> [PROBLEM]:
Copy the lines below exactly as they appear, from the line containing "Return the outline of every instance of the suit" up to and including the line containing "129 557 L 122".

> [INPUT FOR THIS TASK]:

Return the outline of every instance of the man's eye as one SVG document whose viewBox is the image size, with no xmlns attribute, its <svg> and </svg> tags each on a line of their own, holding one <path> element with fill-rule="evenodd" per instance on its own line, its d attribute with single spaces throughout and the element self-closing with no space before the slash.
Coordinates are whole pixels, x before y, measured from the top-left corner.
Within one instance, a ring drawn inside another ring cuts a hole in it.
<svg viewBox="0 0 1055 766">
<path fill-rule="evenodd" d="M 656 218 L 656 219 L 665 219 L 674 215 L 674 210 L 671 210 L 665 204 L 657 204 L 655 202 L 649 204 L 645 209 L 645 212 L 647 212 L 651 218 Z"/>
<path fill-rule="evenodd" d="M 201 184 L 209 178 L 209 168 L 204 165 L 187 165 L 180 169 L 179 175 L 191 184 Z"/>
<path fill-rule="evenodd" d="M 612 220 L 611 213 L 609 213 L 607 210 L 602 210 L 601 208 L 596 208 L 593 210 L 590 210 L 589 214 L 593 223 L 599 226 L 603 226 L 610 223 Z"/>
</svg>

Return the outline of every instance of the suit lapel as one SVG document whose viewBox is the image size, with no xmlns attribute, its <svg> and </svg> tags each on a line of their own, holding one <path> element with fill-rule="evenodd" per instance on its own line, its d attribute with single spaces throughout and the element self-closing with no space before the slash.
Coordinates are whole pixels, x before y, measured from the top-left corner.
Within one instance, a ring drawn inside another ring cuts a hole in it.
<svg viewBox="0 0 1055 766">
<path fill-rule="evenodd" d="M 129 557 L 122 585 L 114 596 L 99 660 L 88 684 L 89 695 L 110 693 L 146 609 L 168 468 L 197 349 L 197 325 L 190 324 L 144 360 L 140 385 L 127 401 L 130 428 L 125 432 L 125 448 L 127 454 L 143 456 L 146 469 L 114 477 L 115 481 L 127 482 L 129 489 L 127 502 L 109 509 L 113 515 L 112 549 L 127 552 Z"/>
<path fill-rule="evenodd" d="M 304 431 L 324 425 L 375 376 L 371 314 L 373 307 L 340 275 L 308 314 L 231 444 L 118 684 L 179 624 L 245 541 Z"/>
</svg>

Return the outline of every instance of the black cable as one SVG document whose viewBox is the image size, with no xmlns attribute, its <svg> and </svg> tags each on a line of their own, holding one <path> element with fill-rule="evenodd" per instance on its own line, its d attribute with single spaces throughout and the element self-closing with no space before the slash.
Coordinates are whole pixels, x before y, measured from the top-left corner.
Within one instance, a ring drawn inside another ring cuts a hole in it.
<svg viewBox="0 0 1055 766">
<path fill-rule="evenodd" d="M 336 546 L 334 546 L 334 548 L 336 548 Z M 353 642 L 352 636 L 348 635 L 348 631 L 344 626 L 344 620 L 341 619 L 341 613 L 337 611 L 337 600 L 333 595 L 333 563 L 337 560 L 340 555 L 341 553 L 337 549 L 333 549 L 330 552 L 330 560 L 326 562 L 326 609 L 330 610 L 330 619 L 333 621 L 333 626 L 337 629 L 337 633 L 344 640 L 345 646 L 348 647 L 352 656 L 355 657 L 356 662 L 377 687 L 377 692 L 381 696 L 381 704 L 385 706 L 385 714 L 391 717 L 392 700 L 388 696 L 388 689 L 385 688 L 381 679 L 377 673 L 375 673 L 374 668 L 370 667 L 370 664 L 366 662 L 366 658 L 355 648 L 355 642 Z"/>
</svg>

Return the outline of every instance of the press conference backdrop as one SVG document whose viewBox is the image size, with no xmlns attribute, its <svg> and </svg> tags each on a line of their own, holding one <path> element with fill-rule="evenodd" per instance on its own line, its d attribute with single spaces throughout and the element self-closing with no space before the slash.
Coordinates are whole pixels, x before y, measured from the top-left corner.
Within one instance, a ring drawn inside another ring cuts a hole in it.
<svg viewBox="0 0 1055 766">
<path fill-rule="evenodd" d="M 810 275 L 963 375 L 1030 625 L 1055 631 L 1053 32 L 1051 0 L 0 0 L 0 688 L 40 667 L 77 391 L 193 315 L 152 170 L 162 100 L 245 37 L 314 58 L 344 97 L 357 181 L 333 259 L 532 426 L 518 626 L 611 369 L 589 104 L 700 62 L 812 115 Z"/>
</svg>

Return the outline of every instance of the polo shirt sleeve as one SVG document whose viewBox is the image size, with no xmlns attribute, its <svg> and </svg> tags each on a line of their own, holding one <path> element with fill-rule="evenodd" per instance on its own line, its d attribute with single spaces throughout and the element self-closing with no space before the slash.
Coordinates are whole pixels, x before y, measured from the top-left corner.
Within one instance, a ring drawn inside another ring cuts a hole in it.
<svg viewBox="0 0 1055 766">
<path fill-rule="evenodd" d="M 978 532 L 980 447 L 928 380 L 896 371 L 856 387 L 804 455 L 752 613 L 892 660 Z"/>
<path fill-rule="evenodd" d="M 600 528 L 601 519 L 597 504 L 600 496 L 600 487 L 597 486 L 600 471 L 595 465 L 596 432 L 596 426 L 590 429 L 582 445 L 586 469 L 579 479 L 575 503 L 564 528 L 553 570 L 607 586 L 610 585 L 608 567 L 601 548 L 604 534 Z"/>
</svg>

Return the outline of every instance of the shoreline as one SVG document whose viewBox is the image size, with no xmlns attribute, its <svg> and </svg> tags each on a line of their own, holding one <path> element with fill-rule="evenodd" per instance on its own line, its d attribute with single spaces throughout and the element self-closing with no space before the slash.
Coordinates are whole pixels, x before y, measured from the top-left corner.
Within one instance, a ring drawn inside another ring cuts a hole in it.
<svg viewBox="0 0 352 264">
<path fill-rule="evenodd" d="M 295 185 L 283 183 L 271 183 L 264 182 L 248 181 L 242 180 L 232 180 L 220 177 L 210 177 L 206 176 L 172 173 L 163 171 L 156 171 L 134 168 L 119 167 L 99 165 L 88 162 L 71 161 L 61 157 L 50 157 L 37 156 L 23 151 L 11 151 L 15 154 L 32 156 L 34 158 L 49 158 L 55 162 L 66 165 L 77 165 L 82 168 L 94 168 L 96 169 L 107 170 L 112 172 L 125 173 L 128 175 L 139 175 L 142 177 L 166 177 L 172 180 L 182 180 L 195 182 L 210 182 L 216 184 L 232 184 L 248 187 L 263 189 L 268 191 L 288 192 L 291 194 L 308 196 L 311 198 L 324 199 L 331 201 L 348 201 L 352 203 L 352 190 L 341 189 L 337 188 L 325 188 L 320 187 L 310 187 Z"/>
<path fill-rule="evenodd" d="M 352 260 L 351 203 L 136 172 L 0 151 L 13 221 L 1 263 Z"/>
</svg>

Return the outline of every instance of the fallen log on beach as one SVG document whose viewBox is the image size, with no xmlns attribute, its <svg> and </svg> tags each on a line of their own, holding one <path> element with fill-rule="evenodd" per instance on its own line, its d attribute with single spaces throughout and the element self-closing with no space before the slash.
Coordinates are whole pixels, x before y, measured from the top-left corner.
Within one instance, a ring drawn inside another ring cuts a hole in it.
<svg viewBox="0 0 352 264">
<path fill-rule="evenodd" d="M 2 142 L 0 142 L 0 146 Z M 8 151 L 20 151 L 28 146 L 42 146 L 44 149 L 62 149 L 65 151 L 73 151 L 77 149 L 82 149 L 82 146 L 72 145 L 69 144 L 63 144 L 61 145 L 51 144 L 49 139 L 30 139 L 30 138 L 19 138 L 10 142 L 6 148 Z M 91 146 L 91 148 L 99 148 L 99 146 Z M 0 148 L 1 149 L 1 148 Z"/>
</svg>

> [SOLUTION TO THE EXERCISE]:
Return the outline of every instance of the suit lapel as one SVG document whose viewBox is the image size, with no xmlns attribute, its <svg> and </svg> tags each on a line of their own, holding one <path> element with fill-rule="evenodd" per instance on its own line, its d attribute with single spaces throughout and the element self-closing with no space before the slash.
Coordinates are whole pixels, x before y, measured from the top-left corner.
Within one instance, a ring drawn inside another ring cuts a hole in it.
<svg viewBox="0 0 1055 766">
<path fill-rule="evenodd" d="M 129 557 L 122 585 L 114 596 L 99 660 L 88 684 L 89 695 L 110 693 L 146 609 L 168 468 L 197 349 L 197 325 L 190 324 L 144 360 L 140 385 L 127 401 L 130 428 L 125 432 L 125 448 L 127 454 L 143 456 L 146 469 L 114 477 L 115 481 L 127 482 L 129 489 L 127 502 L 109 509 L 113 515 L 112 549 L 127 552 Z"/>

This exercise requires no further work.